Ejercicio propuesto - Escala únicamente las líneas que empiezan en la que contiene "of the man's" y terminan en la que contiene "[[125, 155], [183, 131]]", ambas incluidas. Escríbelas de nuevo completas, con las solicitudes, y multiplica por 2 cada coordenada de las respuestas, redondeando a enteros con las mitades hacia arriba.

Entradas de señalamiento de objetos nombrados -

<<<<

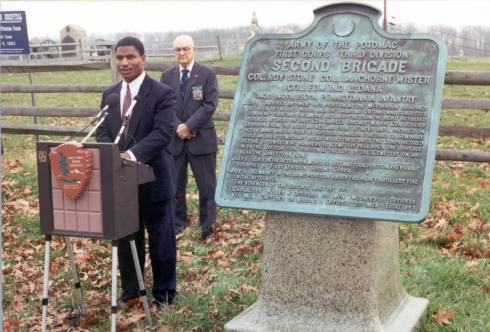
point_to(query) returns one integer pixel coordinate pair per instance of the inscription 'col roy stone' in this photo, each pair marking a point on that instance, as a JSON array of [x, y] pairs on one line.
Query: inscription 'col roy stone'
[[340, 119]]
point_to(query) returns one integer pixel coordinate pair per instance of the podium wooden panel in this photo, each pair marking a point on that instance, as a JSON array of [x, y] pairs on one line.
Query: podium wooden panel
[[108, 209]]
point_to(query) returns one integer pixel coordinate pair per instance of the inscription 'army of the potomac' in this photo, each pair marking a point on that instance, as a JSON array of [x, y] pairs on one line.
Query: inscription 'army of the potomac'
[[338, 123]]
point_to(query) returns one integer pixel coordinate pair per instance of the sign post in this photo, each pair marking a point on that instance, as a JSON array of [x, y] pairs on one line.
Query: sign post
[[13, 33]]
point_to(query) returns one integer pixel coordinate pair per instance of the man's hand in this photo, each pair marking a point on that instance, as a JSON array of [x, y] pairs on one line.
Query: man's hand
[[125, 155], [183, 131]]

>>>>
<<<<

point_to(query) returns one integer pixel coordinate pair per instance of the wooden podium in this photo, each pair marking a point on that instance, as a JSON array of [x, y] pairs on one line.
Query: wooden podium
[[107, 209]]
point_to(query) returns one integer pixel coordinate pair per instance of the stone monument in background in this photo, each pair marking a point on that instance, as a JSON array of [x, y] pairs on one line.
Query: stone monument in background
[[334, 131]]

>>>>

Ejercicio resuelto -
point_to(query) returns one integer pixel coordinate pair per instance of the man's hand in this photo, each pair marking a point on that instance, as a JSON array of [x, y] pairs on one line.
Query: man's hand
[[250, 310], [366, 262]]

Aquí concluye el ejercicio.